**Exercise description**
Below are records to be output exactly, every one of them.
####################
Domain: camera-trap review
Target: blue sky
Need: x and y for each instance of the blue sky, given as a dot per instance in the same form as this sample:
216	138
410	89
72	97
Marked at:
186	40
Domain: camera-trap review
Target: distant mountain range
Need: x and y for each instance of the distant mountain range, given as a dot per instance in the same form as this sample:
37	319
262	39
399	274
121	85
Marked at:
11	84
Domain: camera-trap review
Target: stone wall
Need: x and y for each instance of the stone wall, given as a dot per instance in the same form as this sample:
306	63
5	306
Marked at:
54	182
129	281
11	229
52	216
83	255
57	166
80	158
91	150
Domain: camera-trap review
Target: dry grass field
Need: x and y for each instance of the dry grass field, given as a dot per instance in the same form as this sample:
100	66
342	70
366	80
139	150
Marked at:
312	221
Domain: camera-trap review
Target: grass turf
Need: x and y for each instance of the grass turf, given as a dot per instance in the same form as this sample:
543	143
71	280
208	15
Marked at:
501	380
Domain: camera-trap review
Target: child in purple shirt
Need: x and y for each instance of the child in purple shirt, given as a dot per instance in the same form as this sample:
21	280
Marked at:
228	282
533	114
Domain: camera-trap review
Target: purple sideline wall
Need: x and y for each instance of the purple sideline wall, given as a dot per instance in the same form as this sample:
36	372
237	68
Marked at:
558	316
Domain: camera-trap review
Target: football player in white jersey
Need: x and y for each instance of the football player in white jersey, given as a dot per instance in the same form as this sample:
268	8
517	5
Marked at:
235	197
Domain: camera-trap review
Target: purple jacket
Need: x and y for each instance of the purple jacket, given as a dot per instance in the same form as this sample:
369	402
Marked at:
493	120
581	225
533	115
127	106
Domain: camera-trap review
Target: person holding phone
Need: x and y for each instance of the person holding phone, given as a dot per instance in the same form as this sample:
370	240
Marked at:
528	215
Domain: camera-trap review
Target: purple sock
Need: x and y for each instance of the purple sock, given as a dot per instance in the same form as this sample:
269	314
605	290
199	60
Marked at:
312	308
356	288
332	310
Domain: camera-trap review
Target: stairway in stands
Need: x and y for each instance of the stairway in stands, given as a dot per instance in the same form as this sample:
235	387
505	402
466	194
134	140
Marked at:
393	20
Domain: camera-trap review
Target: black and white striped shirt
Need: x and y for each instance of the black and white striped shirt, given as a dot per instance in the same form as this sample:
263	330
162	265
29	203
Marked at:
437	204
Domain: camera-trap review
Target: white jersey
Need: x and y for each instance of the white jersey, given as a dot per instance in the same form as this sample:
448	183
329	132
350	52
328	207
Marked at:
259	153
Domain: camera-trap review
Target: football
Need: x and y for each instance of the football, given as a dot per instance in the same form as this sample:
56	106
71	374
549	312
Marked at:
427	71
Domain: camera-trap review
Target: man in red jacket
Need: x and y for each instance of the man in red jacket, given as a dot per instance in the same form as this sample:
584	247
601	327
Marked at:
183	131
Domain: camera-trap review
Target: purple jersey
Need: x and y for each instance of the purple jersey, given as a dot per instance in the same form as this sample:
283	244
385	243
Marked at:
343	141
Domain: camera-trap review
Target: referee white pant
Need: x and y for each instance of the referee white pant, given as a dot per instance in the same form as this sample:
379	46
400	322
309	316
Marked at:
####################
**Correct answer**
Domain: camera-trap review
Target: blue sky
Need: x and y for each instance of the blue sky, given as a dot per instance in the same form as this sample:
216	138
410	89
72	97
Marked at:
186	40
Domain: camera-trap review
Target: distant mountain range
Need: x and y for each instance of the distant mountain range, given as a dot per instance in the same form as this sample:
37	319
262	39
399	274
121	85
Marked at:
11	84
Domain: camera-trap review
Target: stone wall
Need: x and y for each instance of the stone wall, given as a dot per instance in the same form as this sample:
306	63
5	306
Marked at:
54	182
129	281
11	229
52	216
83	255
57	166
80	158
91	150
Domain: camera-trap review
Target: dry grass field
Need: x and y for each instance of the dry grass field, given as a dot per instance in the same form as this sample:
100	66
342	70
366	80
139	150
Marked at:
312	221
Domain: camera-trap review
Target: grass turf
Need: x and y for each instance of the grass turf, given as a dot per instance in the same form as this sample:
543	143
71	280
208	15
Marked at:
501	380
Domain: camera-trap review
Target: child in purple shirt
Need: x and y for each instance of the child in purple shirt, given as a dot per instance in the same form as this sample:
21	280
Marked at:
228	282
533	114
Domain: camera-trap review
Target: purple sideline wall
Need: x and y for each instance of the purple sideline wall, given as a dot per instance in the same form as this sample:
36	372
237	68
Marked at:
558	316
Domain: camera-trap review
Target: football player in white jersey
Need: x and y for each instance of the football player in white jersey, given as a dot per instance in the same form as this sample:
268	8
517	5
Marked at:
235	197
Domain: camera-trap review
Target: purple jacket
Need: x and y for each instance of the purple jacket, given as a dot per instance in the same form as this sample:
369	402
Marked at:
493	120
581	225
533	115
127	106
Domain: camera-trap review
Target: person holding phone
Need: x and y for each instance of the person holding phone, given as a dot per instance in the same form as this sample:
370	240
Marked at:
528	215
Domain: camera-trap review
Target: purple sock
Need: x and y for each instance of the purple sock, given as a dot per instance in the same form as this sample:
269	314
605	290
199	60
Marked at:
312	308
356	288
332	310
Domain: camera-trap review
Target: stairway in stands
Need: x and y for each instance of the stairway in stands, given as a dot per instance in the same form as this sample:
235	387
505	402
466	194
134	140
Marked at:
393	20
Domain: camera-trap review
Target: black and white striped shirt
Need: x and y for each instance of the black and white striped shirt, given as a dot per instance in the same form as this sample:
263	330
162	265
29	203
Marked at:
437	204
Domain: camera-trap review
Target: white jersey
Need: x and y for each instance of the white jersey, given as a dot per instance in the same form as this sample:
448	183
329	132
350	52
328	207
Marked at:
259	153
Domain: camera-trap review
Target: football
Need: x and y for each instance of the football, given as a dot per instance in the same form as this sample:
56	106
71	374
549	312
Marked at:
427	71
Domain: camera-trap review
Target: man in red jacket
Need: x and y for each instance of the man in red jacket, given as a dot per instance in the same form as this sample:
584	247
601	327
Marked at:
183	131
Domain: camera-trap review
Target: purple jersey
Need: x and y for each instance of the purple jersey, given as a dot per instance in the same form as this sample:
283	244
385	243
Marked at:
343	141
Domain: camera-trap review
Target: referee white pant
Need: x and y for each instance of the referee white pant, given as a dot per instance in the same form as this sample:
379	46
400	322
309	316
Marked at:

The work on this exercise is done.